:: Aufgabe ::
Schreiben Sie aus dem Ausgangstext über die Vereinten Nationen alle Wendungen heraus, die mit „kein“ oder „keine“ verneint werden.

:: Ausgangstext ::
"""
Das ist keine vollständige Liste, auch keine fertige Strategie, sondern als Orientierung für einen Dialog der „Mutigen“ zur Erneuerung der Vereinten Nationen gedacht, die wir ganz dringend brauchen. Andernfalls werden wir womöglich wirklich das „letzte Kapitel“ schreiben und einen Rückfall in längst vergangene Zeiten erleben. Die UN sind kein Allheilmittel. Aber sie sind, wenn richtig eingesetzt, ein solides Instrument zur Lösung von Problemen in unserer globalen Welt. Das sieht, wie aktuelle Meinungsumfragen zeigen, übrigens auch die Mehrheit der Weltbevölkerung so.
"""
Quelldaten:
"""
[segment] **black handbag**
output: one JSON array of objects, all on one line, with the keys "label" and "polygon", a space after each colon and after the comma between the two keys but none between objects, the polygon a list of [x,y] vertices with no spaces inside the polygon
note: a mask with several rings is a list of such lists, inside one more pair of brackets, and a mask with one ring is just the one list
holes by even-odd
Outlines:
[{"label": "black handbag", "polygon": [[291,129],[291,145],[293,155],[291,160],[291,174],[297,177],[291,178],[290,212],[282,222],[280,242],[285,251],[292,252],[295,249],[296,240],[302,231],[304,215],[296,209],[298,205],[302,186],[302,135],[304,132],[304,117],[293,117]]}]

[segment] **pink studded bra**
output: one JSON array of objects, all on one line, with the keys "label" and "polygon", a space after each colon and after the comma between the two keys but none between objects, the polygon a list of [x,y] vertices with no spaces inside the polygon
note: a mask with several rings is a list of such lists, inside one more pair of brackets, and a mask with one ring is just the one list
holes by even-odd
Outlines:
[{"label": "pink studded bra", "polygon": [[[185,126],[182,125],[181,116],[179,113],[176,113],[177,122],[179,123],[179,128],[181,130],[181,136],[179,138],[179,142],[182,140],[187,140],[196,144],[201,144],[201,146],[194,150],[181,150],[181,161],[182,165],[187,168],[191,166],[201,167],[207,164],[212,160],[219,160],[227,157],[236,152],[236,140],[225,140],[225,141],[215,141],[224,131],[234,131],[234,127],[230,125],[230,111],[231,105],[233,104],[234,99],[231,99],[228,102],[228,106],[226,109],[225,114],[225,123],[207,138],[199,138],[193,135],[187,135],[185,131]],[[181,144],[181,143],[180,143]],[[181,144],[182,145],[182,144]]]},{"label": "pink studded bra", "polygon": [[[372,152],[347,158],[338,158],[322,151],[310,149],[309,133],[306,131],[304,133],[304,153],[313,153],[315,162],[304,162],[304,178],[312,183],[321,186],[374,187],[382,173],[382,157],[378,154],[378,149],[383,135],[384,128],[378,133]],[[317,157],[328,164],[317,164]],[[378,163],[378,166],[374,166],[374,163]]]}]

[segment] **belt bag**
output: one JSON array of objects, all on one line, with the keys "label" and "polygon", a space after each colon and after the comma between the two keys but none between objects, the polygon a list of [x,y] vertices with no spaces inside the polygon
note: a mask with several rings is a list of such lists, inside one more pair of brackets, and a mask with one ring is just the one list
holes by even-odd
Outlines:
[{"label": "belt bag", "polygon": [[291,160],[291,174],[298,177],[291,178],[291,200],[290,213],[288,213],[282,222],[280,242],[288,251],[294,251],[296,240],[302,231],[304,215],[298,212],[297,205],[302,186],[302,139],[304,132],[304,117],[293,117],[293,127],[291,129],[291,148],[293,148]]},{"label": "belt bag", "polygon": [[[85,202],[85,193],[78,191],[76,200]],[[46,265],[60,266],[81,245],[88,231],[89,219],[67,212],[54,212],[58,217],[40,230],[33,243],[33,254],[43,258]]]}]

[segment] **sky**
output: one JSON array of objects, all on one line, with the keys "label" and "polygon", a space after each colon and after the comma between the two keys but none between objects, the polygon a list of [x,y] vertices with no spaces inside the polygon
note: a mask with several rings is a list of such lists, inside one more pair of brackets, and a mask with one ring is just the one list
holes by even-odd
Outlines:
"""
:: Ihre Antwort ::
- keine vollständige Liste
- keine fertige Strategie
- kein Allheilmittel